## 你的任务
请逐字抄录节选文本中从“#!/usr/bin/env python”开始、直到“app = Flask(__name__)”为止（包括该处）的部分。

Linux性能优化-磁盘I/O延迟很高

目录

安装环境

分析问题


安装环境

安装 bcc,docker
启动docker

service docker start


运行环境如下

docker中有三个文件分别如下
io_app.py

#!/usr/bin/env python
# -*- coding: UTF-8 -*-

import os
import uuid
import random
import shutil
from concurrent.futures import ThreadPoolExecutor
from flask import Flask, jsonify

app = Flask(__name__)


def validate(word, sentence):
    return word in sentence


def generate_article():
    s_nouns = [
        "A dude", "My mom", "The king", "Some guy", "A cat with rabies",
        "A sloth", "Your homie", "This cool guy my gardener met yesterday",
        "Superman"

## 提取信息
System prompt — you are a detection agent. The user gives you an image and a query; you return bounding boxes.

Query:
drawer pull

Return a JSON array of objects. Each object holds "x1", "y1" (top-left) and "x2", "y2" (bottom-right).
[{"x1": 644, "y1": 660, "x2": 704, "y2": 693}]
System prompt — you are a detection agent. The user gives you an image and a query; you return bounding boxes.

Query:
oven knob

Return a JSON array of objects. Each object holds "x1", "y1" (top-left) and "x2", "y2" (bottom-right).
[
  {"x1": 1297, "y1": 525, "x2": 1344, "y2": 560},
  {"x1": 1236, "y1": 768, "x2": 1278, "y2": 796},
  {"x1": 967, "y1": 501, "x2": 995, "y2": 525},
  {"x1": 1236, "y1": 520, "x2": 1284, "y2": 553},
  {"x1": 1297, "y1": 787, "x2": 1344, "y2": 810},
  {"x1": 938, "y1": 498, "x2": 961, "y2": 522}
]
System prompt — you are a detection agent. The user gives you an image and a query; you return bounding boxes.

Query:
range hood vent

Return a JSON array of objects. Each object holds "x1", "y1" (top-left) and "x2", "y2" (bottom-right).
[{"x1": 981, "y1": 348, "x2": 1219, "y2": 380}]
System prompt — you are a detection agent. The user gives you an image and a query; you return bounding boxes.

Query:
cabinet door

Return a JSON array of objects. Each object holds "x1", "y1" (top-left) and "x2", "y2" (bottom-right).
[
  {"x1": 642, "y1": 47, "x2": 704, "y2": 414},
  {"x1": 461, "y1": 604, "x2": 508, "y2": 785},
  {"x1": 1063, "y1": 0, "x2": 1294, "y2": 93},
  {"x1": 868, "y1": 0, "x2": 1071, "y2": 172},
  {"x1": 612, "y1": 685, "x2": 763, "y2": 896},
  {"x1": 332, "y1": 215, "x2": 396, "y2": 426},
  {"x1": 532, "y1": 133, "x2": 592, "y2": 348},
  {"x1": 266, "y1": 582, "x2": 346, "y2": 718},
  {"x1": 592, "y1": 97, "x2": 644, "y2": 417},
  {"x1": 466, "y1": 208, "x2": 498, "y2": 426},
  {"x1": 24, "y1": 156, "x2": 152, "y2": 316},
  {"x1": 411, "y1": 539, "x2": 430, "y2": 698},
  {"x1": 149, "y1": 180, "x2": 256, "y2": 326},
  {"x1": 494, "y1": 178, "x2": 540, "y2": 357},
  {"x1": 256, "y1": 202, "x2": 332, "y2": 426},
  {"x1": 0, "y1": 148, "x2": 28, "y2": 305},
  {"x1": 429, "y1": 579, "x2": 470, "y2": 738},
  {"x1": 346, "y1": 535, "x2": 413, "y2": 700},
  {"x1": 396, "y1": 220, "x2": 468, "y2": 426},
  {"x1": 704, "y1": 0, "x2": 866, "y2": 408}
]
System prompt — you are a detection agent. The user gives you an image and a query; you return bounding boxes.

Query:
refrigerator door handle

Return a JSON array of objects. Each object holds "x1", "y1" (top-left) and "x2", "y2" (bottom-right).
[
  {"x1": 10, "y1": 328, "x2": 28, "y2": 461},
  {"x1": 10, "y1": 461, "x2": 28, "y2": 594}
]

## 书面回答
#!/usr/bin/env python
# -*- coding: UTF-8 -*-

import os
import uuid
import random
import shutil
from concurrent.futures import ThreadPoolExecutor
from flask import Flask, jsonify

app = Flask(__name__)